What needs to be done:
Output all of the material once more, so that every line matches the original exactly.

Extracted entries:
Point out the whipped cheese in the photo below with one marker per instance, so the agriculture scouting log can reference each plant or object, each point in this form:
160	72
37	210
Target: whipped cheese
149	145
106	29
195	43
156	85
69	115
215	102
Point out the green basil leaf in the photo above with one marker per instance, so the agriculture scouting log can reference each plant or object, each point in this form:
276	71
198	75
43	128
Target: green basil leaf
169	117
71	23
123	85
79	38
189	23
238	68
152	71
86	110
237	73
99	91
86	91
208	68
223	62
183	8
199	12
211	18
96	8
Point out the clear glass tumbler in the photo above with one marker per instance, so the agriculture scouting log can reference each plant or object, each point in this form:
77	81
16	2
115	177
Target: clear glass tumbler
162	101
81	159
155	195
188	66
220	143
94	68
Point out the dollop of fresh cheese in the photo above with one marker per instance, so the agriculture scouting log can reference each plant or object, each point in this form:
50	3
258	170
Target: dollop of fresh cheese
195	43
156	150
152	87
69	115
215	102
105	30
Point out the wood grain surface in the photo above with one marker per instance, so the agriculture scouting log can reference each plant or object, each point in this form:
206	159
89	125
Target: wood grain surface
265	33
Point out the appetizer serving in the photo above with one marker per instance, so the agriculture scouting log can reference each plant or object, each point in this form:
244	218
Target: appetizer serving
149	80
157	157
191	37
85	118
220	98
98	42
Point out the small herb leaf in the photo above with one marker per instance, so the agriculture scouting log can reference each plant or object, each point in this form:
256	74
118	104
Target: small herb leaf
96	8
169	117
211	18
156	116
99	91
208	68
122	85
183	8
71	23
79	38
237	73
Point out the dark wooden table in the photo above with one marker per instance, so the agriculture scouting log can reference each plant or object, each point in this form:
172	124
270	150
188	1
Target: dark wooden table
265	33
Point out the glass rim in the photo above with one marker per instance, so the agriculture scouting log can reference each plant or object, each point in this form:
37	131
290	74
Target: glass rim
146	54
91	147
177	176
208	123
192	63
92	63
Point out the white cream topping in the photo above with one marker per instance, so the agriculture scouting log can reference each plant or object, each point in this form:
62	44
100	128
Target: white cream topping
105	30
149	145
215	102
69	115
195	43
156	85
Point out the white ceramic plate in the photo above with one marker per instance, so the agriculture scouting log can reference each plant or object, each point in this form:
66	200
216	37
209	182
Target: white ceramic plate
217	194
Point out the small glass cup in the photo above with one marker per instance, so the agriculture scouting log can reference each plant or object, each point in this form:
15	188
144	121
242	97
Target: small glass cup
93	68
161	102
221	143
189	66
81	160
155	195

Task result:
Point out the whipped cheese in the photo below with one marker per instance, so the agriculture scouting log can reference each plant or object, each point in this form:
160	72
37	210
Target: whipped cheese
149	145
106	29
195	43
156	85
69	115
215	102
Point out the green basil leaf in the photo above with one marker per instance, so the agriculture scouting log can reference each plant or object, each point in this form:
276	71
198	75
43	128
Target: green basil leaf
169	117
71	23
123	85
79	38
189	23
238	68
152	71
86	110
237	73
99	91
86	91
208	68
223	62
183	8
199	12
211	18
96	8
Point out the clear glass tumbler in the photo above with one marker per instance, so the agriculture scouting log can reference each plant or object, each point in this form:
77	81
16	2
115	177
Target: clear glass tumbler
162	101
81	159
155	195
188	66
220	143
94	68
Point out the dollop of fresh cheese in the photo above with one marker per instance, so the agriculture scouting log can reference each plant or object, each point in this form:
50	3
258	170
Target: dollop of fresh cheese
195	43
156	150
152	87
69	115
215	102
105	30
Point out the wood grain surface in the photo above with one marker per instance, so the agriculture scouting log can reference each plant or object, each point in this form:
206	159
89	125
Target: wood grain surface
265	33
Point out the appetizer serving in the photo above with one marker per instance, so the agriculture scouting log can reference each plant or object, each point in this form:
244	218
Target: appetizer serving
149	80
157	157
191	37
85	118
220	98
98	42
Point out the small herb leaf in the photo above with one marker per instance, so the agriculture scouting log can reference each plant or object, each point in this form:
256	74
118	104
Target: small herb leaf
96	8
169	117
211	18
156	116
99	91
208	68
122	85
183	8
71	23
79	38
237	73
Point out the dark wooden table in the photo above with one marker per instance, so the agriculture scouting log can reference each plant or object, each point in this form:
172	124
270	150
188	1
Target: dark wooden table
265	33
Point out the glass rim in the photo above with one marker per instance, so the agriculture scouting log can reference each plant or object, each point in this form:
37	131
290	74
Target: glass rim
146	54
91	147
177	176
208	123
192	63
92	63
Point out the white cream topping in the photo above with one marker per instance, so the agriculture scouting log can reference each plant or object, each point in this form:
62	44
100	128
Target: white cream topping
105	30
149	145
215	102
69	115
195	43
156	85
Point out the white ceramic plate in the photo above with one marker per instance, so the agriculture scouting log can reference each plant or object, each point in this form:
66	200
216	37
209	182
Target: white ceramic plate
217	194
Point out the small glass cup in the photo above with one marker per instance, so the agriculture scouting log can reference each plant or object, each point in this form:
15	188
144	121
242	97
Target: small glass cup
93	68
161	102
221	143
189	66
81	160
155	195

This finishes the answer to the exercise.